===== Passage given =====

Introduction

In 1994, eight Dutch banks founded Interpay Nederland B.V. (“Interpay”) as a holding company of a number of inter-banking institutions. The company is an important service centre for inter-banking transactions, electronic payment, credit card payments and payment information services in The Netherlands. In The Netherlands, Interpay provides, amongst other things, services for electronic payments such as network services for debit-card transactions, also known as PIN (Personal Identification Number) transactions.

In 2002, the Dutch Competition Authority (“NMa”) started an official investigation into infringements by Interpay and its shareholders (all major Dutch banks) of Articles 6 and 24 of the Dutch Competition Act (“Mw”). Article 6 Mw prohibits agreements restrictive of competition and Article 24 Mw prohibits abuse of a dominant position.[1]

The investigation of the NMa focussed on network services for PIN transactions. PIN transactions are payment transactions where retail customers pay for products electronically in shops etc. In The Netherlands, these network services are offered solely by Interpay BeaNet B.V. (“BeaNet”). BeaNet is a 100% subsidiary of Interpay.[2] Retailers who want to offer their customers the possibility of electronic payment by using PIN cards (“PIN payments”) have to subscribe with and enter into an agreement with BeaNet. Under these agreements, retailers pay a fixed amount for each PIN transaction.

Following several complaints from retail organisations, the NMa investigated whether the co-operation of the shareholders within Interpay constitutes an infringement of Article 6 Mw. Furthermore, the NMa investigated abuse of dominant position by Interpay as defined in Article 24 Mw by charging excessive tariffs.

According to the NMa, a reasonable suspicion had arisen from its investigation that Interpay and its shareholders had infringed Articles 6 and 24 Mw and that these infringements were attributable to them. After the NMa had concluded its investigation, it sent the interested parties (Interpay and its shareholders) the report with its conclusions and enabled the parties to react before reaching its decision.

Relevant Market

In its decision, the NMa further substantiated its findings included in the report. First of all, it concluded that the market for PIN payments forms a separate relevant market as compared to other payment recourses on retail level. Because a payment transaction is always a bilateral act, the NMa has taken into account the behaviour and the possibilities for substitution of the consumer and the retailer in defining the relevant market.

Consumers

In its decision, the NMa reasoned that PIN payments have such special product features that other payment resources cannot be regarded, from the consumers’ point of view, as substitutable. According to the NMa this, amongst other things, appears to be so from the fact that consumers are prepared to pay a fee for PIN transactions and that PIN payments lead to a clear accounting overview of payments. Further, according to the NMa, it follows from the Commission’s VISA-decision that, from the users’ point of view, cash is impractical, dangerous to carry around in large amounts and unsuitable for large expenses.

=====

## Direction A:
Reproduce a stretch of the Interpay passage word for word, starting with "In 1994, eight" and going on through "Identification Number) transactions.".
## Direction B:
Answer these questions from the Interpay passage:
(i) In what year did eight Dutch banks found Interpay?
(ii) Which company alone offers network services for PIN transactions in The Netherlands?
(iii) What does Article 24 Mw prohibit?
## Direction C:
Pick up the Interpay passage after its last sentence and keep writing it.
The records that come next are separate material, not part of the Interpay passage.

===== Given data =====

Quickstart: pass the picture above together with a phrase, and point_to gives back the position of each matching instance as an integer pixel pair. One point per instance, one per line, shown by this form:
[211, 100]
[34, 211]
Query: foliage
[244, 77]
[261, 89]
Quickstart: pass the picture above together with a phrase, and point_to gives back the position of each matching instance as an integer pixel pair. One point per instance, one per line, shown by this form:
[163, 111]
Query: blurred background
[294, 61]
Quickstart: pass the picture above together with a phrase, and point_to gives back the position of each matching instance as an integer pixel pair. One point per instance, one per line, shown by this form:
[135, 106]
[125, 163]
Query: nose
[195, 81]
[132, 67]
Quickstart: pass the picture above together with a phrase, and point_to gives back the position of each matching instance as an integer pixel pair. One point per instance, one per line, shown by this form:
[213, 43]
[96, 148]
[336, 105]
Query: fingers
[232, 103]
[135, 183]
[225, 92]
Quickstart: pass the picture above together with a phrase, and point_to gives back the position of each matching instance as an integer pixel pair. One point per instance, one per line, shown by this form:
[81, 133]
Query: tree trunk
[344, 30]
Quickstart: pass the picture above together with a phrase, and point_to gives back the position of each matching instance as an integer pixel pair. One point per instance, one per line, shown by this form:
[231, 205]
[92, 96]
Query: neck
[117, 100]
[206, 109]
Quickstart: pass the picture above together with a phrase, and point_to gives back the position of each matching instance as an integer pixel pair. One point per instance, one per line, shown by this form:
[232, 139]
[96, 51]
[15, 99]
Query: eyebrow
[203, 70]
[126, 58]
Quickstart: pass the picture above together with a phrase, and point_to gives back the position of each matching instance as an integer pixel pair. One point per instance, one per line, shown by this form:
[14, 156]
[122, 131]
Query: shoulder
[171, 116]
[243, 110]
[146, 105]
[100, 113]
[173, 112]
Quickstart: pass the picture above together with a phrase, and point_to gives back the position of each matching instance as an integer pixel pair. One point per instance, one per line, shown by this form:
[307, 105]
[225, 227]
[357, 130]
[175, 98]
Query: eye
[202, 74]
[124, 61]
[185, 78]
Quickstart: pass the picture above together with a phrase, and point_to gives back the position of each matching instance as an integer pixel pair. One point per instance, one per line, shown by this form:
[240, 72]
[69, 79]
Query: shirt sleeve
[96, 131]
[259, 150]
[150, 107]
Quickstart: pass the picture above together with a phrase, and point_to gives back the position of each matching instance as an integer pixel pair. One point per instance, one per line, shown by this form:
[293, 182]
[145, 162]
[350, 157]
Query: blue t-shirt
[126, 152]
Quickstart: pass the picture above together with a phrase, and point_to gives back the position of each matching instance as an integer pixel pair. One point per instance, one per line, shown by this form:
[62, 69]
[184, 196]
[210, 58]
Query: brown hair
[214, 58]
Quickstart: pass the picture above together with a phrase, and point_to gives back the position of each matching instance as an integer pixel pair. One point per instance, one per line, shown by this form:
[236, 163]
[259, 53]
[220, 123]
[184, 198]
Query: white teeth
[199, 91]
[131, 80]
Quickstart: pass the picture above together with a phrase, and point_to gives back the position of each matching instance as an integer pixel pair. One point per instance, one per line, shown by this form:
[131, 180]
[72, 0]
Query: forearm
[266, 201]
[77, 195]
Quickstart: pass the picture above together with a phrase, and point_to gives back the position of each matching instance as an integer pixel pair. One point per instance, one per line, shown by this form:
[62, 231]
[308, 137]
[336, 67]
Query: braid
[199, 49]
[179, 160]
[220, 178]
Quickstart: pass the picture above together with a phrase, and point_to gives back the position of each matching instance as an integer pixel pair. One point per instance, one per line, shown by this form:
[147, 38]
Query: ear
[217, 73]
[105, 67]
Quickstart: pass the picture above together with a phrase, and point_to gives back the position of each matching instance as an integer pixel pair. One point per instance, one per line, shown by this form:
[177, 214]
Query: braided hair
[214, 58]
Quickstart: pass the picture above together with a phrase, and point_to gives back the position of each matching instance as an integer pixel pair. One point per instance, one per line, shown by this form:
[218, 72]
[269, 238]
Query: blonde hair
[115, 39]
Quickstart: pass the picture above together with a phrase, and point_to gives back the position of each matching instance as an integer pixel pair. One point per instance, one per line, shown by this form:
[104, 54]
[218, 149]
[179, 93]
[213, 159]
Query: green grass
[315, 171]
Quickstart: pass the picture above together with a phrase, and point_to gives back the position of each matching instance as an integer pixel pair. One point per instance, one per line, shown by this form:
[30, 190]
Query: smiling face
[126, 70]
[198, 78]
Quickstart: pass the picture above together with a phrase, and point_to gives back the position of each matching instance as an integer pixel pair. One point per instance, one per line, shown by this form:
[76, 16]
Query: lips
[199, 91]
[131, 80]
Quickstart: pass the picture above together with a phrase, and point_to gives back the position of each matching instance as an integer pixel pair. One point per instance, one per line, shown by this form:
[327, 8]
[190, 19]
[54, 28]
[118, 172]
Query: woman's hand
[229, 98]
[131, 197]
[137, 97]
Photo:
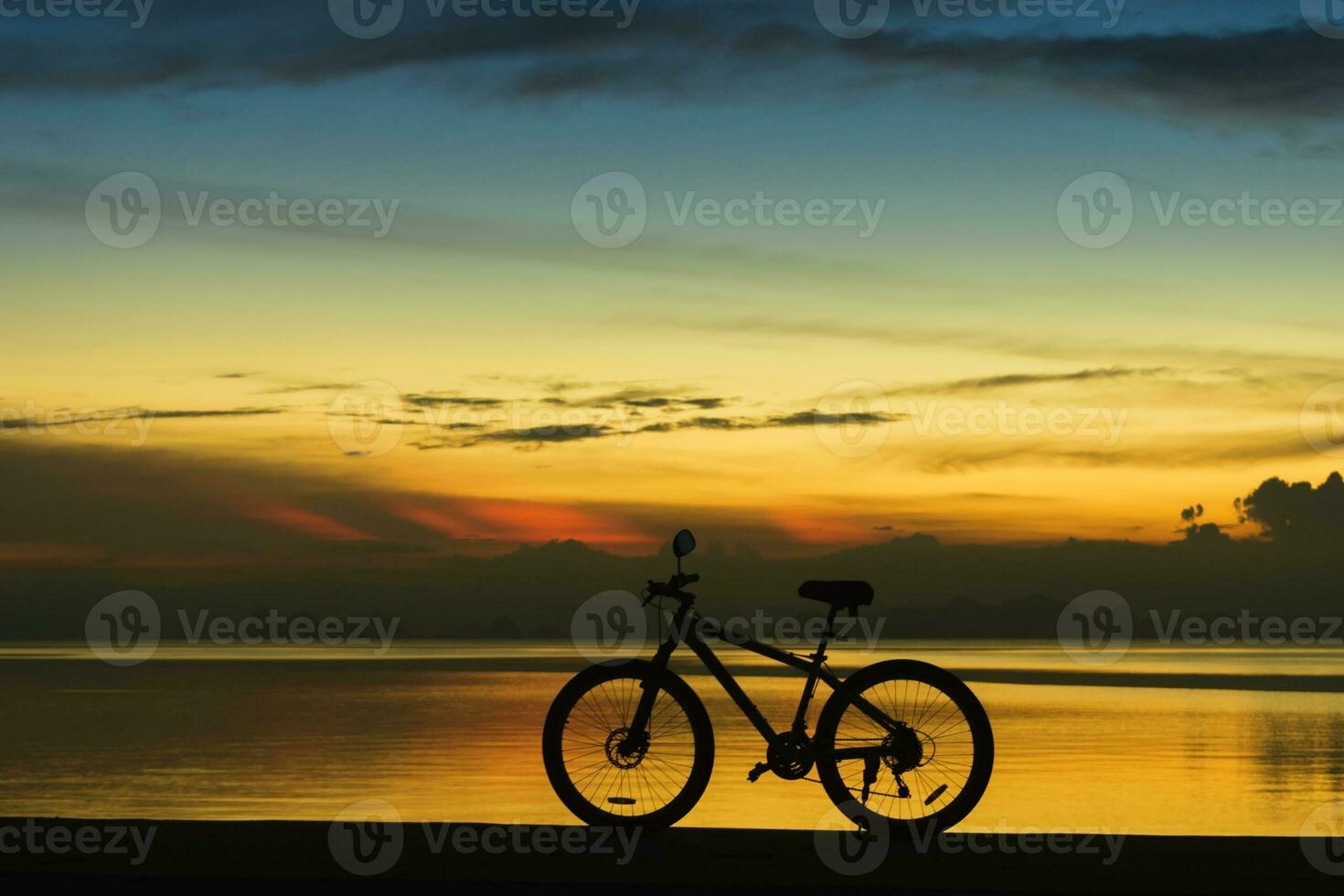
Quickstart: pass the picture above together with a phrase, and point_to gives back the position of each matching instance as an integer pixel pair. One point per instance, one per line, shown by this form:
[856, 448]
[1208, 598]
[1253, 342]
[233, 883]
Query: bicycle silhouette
[631, 741]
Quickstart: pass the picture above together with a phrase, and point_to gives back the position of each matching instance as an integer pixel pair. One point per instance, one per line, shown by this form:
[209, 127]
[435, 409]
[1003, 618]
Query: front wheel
[907, 741]
[609, 775]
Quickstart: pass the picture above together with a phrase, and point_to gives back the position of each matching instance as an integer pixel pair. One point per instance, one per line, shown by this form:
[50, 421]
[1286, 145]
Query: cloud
[68, 418]
[774, 421]
[449, 400]
[545, 434]
[1029, 379]
[698, 53]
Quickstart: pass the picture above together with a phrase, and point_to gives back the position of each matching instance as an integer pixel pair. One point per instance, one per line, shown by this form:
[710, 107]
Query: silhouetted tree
[1297, 515]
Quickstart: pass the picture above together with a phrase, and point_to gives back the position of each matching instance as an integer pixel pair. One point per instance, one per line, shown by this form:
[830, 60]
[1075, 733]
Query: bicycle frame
[811, 666]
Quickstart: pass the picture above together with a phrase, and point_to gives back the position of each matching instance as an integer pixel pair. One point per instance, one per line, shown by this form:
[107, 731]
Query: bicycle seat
[837, 594]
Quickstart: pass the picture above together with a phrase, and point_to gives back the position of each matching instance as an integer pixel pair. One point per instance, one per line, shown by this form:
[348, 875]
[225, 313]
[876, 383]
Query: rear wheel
[930, 767]
[606, 774]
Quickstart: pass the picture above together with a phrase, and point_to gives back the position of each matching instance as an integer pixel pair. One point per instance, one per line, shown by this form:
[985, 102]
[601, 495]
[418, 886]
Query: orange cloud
[308, 523]
[527, 521]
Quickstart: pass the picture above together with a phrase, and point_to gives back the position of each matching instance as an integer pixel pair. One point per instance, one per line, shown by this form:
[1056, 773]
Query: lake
[1168, 741]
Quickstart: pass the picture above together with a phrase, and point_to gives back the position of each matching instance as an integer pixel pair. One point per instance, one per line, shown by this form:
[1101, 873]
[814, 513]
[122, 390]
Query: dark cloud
[698, 53]
[545, 434]
[1029, 379]
[775, 421]
[449, 400]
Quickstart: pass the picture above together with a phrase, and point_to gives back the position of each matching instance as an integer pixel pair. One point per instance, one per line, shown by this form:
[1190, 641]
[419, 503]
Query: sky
[944, 271]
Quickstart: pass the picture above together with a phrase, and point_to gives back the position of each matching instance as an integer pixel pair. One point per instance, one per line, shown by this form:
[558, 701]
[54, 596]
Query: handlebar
[672, 587]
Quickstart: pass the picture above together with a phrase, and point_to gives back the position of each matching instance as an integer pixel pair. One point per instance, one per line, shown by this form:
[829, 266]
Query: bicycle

=====

## Task response A:
In 1994, eight Dutch banks founded Interpay Nederland B.V. (“Interpay”) as a holding company of a number of inter-banking institutions. The company is an important service centre for inter-banking transactions, electronic payment, credit card payments and payment information services in The Netherlands. In The Netherlands, Interpay provides, amongst other things, services for electronic payments such as network services for debit-card transactions, also known as PIN (Personal Identification Number) transactions.

## Task response B:
(i) 1994
(ii) Interpay BeaNet B.V. ("BeaNet")
(iii) Abuse of a dominant position

## Task response C:
Retailers

According to the NMa’s findings, retailers find it unthinkable not to offer facilities for PIN payments for the following reasons: improvement of their competitive position in relation to that of other retailers, prevention of loss of turnover, encouragement of impulse buying, display of customer–friendliness, lower costs, low susceptibility to fraud, the achievement of safety both for the customer and the personnel and the possibility of unmanned retail outlets.

Cellophane Fallacy

Normally, the so-called SSNIP-test is applied to indicate what kind of effect a small but significant increase of the existing market price has on the behaviour of buyers with respect to the investigated products so that the substitution possibilities on the demand side can be defined.

However, the NMa came to the conclusion that because of the abusive price-level set by Interpay, in this case the SNIPP-test is not suitable for the definition of the relevant market, because the tariff of the network services for PIN transactions lies above the competitive level. Interpay/BeaNet had achieved remarkably high returns during the period 1998-2001.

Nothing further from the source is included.